What Japanese Soldiers Wrote After Facing Marine Raiders on Guadalcanal

Some weeks the bags held hundreds of pages. Some weeks they held thousands. The operational documents went to the G-2 staff. The personal diaries were translated as time permitted. The translations filed and the originals retained in evidence boxes.

 Many of these translations would survive the war. Many of the originals would not. The voices in the captured diaries are in many cases the only voices that survive at all from the Japanese soldiers who faced the Marine Raiders between August and December 1942. The Japanese Army did not survive Guadalcanal as an institution that could later collect and publish memoirs.

 The men who fought there mostly died there, and the men who did not die mostly died later on other islands before the war ended. What the Marines took from the bodies is, for the most part, all there is. The first Japanese soldiers to face the first Marine Raider battalion died on Tulagi on the morning of August 7th, 1942.

-*-

◆ **The tasks**:
a) In the passage about captured Japanese diaries, retype the part starting with "Some weeks the bags" and going on through "and publish memoirs.".
b) Translate this sentence from the passage about captured Japanese diaries into Spanish: "What the Marines took from the bodies is, for the most part, all there is."
Draw only on the passage about captured Japanese diaries when responding.

◆ **Data listing**:
-*-

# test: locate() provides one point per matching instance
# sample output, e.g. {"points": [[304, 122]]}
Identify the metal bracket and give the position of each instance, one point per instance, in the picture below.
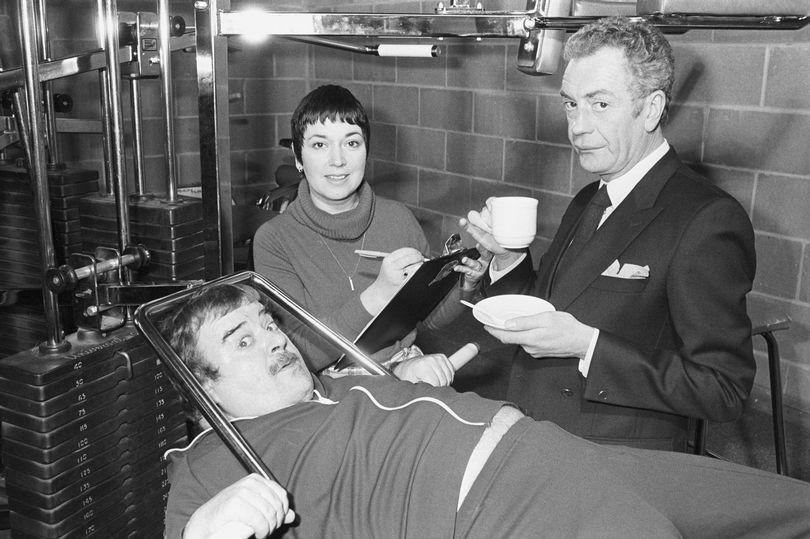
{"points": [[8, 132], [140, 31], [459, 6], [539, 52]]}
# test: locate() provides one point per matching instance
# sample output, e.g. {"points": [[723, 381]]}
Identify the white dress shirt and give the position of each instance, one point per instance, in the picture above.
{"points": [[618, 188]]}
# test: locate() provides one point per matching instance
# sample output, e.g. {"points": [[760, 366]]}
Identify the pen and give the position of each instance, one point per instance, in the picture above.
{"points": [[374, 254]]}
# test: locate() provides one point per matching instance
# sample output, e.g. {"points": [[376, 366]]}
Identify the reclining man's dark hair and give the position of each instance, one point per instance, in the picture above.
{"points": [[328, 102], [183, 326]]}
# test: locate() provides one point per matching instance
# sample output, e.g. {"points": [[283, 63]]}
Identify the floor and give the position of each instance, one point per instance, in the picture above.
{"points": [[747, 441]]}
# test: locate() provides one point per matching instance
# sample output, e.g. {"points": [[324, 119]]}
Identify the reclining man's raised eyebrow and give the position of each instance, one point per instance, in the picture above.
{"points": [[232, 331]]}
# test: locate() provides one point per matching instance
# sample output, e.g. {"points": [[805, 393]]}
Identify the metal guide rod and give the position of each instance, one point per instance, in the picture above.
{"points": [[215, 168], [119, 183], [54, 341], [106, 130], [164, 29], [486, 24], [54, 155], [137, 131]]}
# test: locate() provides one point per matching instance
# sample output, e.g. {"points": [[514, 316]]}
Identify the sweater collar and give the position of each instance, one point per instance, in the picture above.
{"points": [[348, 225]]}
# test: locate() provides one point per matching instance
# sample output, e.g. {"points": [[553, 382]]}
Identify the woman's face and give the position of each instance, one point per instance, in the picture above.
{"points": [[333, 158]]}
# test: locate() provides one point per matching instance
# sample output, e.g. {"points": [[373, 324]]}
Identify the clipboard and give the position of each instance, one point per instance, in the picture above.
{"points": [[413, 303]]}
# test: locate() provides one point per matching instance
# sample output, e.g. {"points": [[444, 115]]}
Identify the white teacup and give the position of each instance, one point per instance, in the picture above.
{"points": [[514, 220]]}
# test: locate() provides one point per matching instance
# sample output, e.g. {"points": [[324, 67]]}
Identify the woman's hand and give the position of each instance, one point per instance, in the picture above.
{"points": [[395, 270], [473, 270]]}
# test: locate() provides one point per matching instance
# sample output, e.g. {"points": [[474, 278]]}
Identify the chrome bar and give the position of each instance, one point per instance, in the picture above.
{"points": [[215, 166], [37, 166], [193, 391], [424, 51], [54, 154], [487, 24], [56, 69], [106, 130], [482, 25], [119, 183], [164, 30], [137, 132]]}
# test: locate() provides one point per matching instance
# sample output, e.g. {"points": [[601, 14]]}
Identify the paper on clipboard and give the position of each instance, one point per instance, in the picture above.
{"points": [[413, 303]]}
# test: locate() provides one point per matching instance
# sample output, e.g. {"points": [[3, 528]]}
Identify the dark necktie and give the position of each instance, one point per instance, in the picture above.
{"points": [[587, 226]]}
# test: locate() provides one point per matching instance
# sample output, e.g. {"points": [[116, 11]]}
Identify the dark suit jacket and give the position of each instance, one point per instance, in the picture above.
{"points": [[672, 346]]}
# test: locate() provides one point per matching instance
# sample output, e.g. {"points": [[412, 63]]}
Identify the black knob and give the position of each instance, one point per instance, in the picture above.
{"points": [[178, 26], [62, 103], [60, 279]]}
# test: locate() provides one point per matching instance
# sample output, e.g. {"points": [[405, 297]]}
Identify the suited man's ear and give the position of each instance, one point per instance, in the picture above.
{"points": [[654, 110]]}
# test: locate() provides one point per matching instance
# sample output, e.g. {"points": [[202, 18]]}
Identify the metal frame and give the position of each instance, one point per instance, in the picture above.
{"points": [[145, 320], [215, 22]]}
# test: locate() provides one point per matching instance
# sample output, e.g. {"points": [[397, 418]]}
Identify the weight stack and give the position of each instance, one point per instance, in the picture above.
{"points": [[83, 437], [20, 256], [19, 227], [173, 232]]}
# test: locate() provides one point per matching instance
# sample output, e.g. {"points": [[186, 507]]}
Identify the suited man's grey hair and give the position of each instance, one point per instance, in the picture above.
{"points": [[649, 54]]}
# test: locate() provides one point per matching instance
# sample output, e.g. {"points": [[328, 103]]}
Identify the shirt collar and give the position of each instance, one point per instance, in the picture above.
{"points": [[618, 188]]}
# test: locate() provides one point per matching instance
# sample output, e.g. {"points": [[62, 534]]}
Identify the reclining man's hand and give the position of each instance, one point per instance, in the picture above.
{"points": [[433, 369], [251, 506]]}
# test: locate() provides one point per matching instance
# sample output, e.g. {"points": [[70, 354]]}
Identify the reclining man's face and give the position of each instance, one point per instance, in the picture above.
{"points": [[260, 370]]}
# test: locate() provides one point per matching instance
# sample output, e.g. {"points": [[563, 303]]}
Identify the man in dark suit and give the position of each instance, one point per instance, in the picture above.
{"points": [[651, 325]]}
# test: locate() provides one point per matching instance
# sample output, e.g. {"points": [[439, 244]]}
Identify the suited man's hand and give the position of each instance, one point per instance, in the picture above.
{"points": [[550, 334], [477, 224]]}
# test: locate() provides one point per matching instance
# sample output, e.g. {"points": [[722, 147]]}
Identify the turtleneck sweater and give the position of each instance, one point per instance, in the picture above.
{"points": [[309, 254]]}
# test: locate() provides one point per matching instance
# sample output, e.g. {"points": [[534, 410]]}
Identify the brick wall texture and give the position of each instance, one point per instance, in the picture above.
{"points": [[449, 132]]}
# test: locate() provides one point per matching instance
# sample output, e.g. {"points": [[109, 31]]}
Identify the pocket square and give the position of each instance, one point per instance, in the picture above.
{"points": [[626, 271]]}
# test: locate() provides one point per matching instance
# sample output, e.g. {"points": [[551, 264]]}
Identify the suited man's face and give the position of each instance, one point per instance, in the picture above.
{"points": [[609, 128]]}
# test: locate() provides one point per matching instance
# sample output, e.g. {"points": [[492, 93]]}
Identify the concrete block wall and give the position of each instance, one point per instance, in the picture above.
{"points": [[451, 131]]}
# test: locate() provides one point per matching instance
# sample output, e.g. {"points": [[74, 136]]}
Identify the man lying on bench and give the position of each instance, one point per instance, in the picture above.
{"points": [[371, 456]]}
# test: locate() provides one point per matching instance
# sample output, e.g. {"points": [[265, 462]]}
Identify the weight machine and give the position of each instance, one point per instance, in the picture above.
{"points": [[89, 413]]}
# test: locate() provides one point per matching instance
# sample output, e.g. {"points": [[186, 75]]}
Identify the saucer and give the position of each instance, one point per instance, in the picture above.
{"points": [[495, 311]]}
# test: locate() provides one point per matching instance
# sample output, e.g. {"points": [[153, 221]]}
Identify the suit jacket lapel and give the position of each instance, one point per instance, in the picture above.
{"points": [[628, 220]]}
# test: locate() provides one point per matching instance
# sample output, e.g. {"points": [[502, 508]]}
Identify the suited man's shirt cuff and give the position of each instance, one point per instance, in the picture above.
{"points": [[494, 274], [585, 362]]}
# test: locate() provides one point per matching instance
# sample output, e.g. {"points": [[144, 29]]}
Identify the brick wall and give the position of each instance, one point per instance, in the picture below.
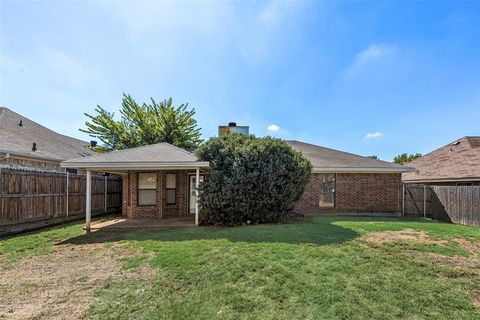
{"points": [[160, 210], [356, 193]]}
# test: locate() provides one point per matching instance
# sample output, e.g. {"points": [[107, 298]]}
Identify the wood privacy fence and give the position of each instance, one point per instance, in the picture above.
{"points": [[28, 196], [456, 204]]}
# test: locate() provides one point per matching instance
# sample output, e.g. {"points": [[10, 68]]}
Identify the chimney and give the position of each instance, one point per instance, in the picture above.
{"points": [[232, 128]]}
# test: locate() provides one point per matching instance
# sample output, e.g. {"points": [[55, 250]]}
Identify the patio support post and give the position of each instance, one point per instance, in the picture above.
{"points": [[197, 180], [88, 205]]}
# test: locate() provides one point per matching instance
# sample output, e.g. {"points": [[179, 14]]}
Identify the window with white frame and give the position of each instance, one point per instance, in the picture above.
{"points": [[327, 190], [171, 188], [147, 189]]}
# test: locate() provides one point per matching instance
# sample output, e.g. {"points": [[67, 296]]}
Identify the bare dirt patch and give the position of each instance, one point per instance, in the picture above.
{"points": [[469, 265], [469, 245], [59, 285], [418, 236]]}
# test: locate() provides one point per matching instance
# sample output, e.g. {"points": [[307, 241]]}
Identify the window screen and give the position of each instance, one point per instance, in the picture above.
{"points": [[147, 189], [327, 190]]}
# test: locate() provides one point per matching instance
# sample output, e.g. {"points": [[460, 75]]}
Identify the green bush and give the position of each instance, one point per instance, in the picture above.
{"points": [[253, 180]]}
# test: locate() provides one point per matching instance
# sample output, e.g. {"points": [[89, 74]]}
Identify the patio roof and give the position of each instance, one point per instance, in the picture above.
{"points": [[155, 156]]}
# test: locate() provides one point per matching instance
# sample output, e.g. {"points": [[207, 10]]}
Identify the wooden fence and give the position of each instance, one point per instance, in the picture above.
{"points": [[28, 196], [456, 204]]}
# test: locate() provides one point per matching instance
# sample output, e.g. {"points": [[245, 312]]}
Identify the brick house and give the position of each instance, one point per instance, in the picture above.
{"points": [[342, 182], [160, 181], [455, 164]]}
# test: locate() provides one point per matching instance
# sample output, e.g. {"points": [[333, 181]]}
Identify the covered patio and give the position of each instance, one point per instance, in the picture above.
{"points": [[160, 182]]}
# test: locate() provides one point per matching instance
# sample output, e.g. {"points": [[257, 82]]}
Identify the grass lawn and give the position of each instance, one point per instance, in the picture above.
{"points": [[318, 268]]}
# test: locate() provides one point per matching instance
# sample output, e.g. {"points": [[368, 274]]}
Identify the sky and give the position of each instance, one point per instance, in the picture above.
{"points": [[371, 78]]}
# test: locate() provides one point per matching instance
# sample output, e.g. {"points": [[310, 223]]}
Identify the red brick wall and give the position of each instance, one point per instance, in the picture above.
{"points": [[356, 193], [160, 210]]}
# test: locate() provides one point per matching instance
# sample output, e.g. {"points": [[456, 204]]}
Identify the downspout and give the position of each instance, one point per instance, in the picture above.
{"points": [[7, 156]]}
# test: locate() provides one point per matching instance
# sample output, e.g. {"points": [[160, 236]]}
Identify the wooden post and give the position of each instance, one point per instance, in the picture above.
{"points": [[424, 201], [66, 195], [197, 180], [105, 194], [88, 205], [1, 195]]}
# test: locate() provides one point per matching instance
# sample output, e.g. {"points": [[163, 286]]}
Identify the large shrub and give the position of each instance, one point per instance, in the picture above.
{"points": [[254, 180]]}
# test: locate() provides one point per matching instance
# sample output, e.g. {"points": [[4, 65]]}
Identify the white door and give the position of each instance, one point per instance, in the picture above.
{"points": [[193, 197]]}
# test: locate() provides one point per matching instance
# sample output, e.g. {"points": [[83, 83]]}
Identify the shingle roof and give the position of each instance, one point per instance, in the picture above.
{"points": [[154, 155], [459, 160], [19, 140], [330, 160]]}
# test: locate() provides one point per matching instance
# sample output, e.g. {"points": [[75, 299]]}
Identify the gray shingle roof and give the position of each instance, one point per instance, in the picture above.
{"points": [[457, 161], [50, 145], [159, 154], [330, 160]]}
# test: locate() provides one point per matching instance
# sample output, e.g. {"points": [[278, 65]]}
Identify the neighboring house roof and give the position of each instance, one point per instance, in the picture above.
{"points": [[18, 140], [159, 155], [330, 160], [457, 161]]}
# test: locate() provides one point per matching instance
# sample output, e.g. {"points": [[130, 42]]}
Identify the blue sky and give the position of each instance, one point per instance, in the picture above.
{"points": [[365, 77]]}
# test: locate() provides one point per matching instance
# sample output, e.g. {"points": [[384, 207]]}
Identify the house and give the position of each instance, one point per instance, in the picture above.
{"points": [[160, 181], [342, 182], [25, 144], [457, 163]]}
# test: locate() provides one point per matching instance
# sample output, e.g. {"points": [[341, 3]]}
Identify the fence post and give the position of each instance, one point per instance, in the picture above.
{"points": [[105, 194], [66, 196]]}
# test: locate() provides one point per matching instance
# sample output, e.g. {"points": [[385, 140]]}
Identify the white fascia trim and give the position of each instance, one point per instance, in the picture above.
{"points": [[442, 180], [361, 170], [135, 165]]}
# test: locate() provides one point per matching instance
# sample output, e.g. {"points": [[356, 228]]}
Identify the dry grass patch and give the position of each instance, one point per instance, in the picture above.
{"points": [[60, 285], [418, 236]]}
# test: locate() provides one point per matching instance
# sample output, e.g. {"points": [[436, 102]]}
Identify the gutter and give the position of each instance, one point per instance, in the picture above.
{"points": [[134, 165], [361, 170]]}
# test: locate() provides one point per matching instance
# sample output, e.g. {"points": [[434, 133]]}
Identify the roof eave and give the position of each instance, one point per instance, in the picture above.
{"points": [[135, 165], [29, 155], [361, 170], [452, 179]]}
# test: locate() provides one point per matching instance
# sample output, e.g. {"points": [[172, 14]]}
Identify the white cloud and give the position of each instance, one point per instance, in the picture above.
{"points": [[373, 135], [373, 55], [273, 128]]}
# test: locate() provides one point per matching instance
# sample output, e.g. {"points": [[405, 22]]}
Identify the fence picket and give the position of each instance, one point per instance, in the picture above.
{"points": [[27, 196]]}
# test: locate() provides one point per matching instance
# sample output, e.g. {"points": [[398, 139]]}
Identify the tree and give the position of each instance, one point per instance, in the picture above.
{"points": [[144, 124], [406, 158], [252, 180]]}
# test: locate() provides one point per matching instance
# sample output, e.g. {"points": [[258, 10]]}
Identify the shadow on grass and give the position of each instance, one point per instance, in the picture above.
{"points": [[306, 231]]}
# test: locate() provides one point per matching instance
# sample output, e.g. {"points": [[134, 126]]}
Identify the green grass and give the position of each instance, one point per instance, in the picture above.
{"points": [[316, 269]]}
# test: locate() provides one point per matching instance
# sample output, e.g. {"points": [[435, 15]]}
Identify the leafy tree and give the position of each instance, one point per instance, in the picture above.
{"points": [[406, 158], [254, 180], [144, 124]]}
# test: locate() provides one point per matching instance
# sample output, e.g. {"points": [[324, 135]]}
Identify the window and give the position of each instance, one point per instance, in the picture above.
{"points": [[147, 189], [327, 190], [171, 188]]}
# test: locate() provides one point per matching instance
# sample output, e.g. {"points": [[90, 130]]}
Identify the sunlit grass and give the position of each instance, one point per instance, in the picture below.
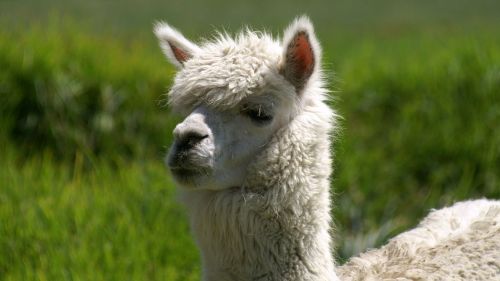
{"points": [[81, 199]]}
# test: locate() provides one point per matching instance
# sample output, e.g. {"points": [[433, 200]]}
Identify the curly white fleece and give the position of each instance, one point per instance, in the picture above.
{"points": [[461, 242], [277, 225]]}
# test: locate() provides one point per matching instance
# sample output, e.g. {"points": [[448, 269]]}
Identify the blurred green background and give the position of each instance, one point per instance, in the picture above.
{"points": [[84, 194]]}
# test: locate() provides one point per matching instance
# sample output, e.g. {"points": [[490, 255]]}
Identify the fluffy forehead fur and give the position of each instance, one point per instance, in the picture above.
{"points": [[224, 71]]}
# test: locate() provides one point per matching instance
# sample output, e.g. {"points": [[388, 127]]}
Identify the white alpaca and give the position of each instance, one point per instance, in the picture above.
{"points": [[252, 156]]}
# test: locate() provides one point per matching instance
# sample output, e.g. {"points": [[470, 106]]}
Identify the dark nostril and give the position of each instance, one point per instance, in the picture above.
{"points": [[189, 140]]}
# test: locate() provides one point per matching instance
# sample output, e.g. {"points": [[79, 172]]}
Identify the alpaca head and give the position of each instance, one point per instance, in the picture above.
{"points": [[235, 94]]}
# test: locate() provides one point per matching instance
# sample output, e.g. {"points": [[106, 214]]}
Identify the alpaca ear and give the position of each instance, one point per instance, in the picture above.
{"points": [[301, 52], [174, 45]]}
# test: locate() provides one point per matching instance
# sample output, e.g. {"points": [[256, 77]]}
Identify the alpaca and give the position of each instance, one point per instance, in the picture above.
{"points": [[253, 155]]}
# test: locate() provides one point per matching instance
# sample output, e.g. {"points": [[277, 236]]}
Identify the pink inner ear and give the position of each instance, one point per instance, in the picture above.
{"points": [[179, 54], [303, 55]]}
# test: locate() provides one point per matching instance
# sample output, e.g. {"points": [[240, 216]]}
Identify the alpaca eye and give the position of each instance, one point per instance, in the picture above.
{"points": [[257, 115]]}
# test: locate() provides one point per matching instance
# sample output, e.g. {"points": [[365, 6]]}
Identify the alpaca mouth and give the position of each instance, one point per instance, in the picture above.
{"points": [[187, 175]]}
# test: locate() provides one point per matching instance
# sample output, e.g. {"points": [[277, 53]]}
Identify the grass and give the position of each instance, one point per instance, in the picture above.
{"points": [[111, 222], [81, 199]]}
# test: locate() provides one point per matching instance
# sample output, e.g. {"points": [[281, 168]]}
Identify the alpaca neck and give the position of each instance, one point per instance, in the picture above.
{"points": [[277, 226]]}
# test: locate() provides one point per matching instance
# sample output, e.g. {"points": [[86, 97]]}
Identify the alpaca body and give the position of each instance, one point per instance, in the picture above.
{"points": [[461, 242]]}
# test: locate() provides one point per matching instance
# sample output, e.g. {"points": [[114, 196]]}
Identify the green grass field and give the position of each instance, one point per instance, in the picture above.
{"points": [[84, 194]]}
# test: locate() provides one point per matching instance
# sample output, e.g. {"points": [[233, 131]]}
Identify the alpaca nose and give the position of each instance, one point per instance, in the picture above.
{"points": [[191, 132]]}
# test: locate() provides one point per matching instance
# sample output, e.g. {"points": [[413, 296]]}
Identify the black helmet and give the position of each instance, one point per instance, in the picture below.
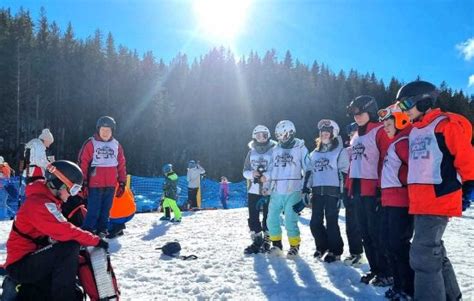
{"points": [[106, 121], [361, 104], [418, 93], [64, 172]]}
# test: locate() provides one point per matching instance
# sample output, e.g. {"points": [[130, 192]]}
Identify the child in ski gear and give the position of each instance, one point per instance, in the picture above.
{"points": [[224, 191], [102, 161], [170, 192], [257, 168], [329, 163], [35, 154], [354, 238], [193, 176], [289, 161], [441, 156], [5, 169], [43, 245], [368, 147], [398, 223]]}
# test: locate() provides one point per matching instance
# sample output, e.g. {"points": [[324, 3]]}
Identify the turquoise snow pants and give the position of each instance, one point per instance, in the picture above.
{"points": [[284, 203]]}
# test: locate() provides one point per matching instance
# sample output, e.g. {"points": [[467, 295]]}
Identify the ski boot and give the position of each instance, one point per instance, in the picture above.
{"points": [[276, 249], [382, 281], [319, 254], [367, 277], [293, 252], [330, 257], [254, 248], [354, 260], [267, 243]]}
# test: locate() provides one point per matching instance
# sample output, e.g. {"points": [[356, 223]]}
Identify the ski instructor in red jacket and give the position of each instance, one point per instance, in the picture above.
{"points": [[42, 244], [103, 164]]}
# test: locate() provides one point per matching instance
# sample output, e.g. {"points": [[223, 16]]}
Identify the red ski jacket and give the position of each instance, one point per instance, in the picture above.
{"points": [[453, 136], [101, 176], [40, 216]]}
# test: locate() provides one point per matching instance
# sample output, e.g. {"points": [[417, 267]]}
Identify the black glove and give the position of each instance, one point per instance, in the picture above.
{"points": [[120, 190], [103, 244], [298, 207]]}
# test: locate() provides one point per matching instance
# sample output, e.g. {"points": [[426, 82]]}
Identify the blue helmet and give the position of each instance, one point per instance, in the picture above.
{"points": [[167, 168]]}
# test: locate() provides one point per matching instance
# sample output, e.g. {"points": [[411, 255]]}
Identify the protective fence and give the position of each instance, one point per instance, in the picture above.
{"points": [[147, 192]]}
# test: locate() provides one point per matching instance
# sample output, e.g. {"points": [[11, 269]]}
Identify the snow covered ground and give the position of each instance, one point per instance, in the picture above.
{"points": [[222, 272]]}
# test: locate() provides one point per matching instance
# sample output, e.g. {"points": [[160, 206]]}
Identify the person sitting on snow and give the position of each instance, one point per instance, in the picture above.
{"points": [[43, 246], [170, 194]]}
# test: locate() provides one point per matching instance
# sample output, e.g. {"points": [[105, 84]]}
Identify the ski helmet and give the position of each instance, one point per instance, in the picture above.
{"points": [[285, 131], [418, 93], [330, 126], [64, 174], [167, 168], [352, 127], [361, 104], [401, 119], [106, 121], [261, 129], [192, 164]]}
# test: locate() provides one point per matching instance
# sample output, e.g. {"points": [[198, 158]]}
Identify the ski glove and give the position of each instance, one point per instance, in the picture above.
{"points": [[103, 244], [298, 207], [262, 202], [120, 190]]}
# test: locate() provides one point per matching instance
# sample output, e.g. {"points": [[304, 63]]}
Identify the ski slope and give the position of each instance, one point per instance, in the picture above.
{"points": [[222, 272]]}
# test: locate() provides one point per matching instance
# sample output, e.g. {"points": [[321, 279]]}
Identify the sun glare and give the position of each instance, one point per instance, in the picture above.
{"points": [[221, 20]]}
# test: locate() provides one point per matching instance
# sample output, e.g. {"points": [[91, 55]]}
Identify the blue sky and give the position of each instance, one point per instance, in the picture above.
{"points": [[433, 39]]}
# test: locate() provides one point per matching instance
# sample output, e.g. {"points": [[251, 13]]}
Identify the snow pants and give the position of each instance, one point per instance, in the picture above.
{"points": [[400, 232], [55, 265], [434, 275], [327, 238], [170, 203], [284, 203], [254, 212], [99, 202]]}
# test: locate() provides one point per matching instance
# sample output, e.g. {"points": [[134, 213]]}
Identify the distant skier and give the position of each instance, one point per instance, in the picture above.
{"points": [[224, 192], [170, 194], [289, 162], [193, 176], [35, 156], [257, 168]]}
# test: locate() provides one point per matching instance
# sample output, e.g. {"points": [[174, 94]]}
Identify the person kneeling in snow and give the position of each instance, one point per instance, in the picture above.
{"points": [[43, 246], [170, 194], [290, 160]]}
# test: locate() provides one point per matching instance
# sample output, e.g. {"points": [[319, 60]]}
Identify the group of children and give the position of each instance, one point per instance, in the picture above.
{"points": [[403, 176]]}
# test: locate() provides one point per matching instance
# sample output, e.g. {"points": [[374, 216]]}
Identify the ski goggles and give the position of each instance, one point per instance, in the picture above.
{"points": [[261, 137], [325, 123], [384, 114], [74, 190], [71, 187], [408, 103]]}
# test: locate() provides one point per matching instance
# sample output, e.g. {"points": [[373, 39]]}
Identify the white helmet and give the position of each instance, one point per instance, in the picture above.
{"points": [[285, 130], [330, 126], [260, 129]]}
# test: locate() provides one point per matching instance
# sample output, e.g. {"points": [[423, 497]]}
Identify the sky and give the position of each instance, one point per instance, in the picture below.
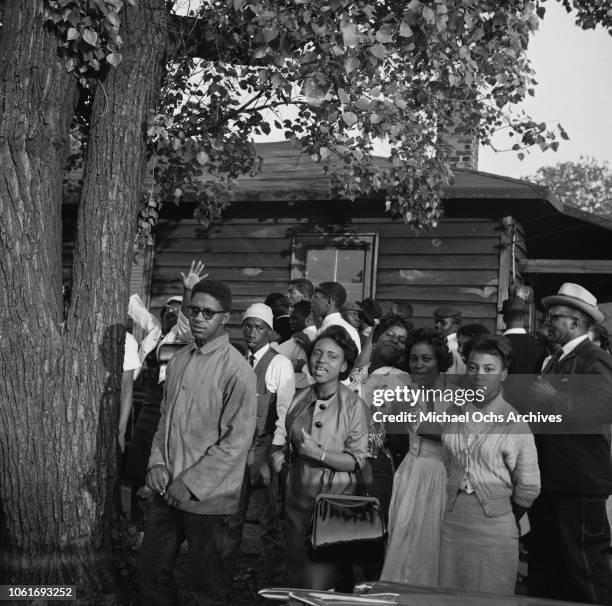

-*-

◆ **Outputs by task**:
a)
Some weeks the bags held hundreds of pages. Some weeks they held thousands. The operational documents went to the G-2 staff. The personal diaries were translated as time permitted. The translations filed and the originals retained in evidence boxes.

 Many of these translations would survive the war. Many of the originals would not. The voices in the captured diaries are in many cases the only voices that survive at all from the Japanese soldiers who faced the Marine Raiders between August and December 1942. The Japanese Army did not survive Guadalcanal as an institution that could later collect and publish memoirs.

b) Lo que los marines tomaron de los cuerpos es, en su mayor parte, todo lo que hay.